- **SELECTED PASSAGE**
* begin *

Their Honours were not faced with the issue before me and, apart from the judgment of Marshall J to which I have referred, I have been unable in the short time available to me to find any judicial learning on this particular subject matter.
28 Although it might be said that their Honours' reasoning in Davids Distribution Pty Ltd v National Union of Workers (supra) is consistent with the view that a lockout notice does not have to specify the duration or termination date of the lockout, I am unable to say that there is not a serious question to be tried on that issue. In the time available to me and having regard to the brevity of consideration available to me, the matter having come on for hearing the day before Christmas Day, I am unable to say with confidence and without doubt that there is not a serious question to be tried on the issue whether the lockout notice is not valid or effective because it does not state the duration of the lockout or the day it will end. Put more correctly, in accordance with the test I have to apply, but not without hesitation, I am satisfied that there is a serious question to be tried on this issue.

* end *

- **INFORMATION SUPPLIED**

* begin *

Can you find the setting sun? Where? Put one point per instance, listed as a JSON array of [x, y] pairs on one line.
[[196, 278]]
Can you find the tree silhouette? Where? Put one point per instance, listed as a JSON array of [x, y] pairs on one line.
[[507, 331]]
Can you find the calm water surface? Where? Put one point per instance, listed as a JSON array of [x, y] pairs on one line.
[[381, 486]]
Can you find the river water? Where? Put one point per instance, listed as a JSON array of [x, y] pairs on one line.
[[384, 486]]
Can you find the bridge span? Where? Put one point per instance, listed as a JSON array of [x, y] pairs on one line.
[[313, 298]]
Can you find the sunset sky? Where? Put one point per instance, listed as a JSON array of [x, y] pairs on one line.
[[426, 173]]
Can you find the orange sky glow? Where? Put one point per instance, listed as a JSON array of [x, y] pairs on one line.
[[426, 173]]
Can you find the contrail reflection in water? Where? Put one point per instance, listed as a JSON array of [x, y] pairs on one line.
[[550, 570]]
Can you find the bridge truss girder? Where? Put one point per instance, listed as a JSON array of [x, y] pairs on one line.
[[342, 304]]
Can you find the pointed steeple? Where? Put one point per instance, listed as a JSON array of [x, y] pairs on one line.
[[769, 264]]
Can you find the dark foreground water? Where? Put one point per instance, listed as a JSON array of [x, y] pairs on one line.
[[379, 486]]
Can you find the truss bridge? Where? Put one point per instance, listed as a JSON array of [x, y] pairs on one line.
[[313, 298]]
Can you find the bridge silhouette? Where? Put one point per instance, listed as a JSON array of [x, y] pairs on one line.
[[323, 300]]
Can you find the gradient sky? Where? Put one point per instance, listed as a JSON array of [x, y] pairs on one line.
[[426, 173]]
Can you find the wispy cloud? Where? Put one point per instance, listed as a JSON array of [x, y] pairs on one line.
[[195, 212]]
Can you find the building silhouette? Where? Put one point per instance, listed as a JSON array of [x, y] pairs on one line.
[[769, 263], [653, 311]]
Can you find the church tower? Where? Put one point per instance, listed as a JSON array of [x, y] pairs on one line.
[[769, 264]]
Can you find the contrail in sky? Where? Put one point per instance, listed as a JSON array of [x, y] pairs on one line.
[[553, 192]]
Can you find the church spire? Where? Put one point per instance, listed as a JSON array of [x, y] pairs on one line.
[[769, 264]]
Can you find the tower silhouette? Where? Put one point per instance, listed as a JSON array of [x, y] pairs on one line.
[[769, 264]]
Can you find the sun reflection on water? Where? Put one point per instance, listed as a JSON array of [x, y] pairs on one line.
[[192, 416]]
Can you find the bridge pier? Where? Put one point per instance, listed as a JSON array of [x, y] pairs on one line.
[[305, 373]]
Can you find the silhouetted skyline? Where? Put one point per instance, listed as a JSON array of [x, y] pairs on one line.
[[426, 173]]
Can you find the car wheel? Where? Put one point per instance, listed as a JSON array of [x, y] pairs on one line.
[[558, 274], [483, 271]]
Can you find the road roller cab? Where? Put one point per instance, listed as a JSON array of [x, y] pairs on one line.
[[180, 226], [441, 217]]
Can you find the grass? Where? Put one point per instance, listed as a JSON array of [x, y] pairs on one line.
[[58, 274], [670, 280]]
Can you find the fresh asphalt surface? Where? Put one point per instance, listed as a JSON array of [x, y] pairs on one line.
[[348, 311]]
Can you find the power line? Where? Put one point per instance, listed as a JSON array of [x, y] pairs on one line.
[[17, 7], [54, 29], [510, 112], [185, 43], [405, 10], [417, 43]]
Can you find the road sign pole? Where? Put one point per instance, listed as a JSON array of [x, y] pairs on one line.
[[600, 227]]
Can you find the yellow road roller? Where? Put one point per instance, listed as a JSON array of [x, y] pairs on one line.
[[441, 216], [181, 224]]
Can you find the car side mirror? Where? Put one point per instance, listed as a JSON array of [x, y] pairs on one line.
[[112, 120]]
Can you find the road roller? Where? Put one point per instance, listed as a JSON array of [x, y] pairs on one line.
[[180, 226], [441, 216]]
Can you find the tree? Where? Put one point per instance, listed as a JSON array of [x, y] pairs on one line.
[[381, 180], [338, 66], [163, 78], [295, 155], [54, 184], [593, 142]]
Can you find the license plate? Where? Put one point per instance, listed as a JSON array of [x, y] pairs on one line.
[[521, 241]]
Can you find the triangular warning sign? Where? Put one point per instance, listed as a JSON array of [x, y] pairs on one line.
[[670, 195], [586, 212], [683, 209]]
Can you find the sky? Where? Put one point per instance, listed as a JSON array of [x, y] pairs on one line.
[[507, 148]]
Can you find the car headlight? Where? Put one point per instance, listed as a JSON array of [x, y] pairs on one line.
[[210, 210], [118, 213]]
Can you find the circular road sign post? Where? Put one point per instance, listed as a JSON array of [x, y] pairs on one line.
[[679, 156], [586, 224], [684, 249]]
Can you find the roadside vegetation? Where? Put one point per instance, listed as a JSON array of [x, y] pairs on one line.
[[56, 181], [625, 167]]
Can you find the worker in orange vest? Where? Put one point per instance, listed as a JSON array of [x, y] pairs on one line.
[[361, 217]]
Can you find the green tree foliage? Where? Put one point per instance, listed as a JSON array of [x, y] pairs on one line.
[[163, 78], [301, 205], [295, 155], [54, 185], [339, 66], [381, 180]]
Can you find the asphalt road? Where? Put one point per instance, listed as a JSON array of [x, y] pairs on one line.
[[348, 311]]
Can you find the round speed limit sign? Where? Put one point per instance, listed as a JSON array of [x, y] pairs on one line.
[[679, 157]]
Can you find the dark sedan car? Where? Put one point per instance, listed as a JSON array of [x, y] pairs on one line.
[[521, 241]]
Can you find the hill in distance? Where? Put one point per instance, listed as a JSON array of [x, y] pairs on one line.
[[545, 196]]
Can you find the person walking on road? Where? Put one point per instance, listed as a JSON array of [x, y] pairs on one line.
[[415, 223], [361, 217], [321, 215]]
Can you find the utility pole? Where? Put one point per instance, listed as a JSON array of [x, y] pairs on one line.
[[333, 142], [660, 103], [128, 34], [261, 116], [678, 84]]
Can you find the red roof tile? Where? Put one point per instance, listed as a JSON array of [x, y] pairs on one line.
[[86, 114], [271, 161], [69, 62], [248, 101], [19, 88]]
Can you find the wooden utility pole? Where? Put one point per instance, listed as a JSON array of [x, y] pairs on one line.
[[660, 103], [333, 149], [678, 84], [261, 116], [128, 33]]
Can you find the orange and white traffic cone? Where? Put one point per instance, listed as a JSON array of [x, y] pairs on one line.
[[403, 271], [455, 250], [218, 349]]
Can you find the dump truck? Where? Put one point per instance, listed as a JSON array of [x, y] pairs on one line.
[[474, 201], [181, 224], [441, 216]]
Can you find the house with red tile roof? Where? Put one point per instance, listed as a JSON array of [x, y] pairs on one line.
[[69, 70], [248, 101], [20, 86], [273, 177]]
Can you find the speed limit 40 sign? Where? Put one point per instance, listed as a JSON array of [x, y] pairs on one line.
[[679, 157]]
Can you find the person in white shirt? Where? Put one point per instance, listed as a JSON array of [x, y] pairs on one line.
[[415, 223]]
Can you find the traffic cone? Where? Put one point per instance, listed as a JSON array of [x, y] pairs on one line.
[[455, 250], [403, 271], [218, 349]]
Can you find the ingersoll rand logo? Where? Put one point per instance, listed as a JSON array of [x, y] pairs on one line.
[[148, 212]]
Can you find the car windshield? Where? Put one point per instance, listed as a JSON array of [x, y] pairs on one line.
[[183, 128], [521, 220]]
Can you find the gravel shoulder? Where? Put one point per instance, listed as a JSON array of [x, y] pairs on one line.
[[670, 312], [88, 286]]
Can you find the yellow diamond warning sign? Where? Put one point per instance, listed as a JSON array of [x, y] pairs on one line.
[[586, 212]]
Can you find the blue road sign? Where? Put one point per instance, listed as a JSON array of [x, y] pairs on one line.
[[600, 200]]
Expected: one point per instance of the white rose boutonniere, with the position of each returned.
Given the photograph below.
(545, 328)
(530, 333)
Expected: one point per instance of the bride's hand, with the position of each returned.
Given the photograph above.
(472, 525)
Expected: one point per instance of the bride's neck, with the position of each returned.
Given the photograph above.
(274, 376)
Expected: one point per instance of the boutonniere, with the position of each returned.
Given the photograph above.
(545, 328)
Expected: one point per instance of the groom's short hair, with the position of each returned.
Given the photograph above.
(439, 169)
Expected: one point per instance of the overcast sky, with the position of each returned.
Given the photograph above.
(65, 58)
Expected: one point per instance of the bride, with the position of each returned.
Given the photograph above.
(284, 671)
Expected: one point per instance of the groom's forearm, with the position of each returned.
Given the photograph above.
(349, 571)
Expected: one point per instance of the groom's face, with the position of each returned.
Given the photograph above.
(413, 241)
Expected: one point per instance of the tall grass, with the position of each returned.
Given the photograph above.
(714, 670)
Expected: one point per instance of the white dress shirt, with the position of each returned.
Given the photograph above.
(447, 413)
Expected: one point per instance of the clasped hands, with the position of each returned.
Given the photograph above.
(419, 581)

* end *

- **JOB**
Please list every judge, organization and day named in the court ruling excerpt. The entries are separate material from the court ruling excerpt.

- **RIGHT ANSWER**
Marshall J
Davids Distribution Pty Ltd
National Union of Workers
Christmas Day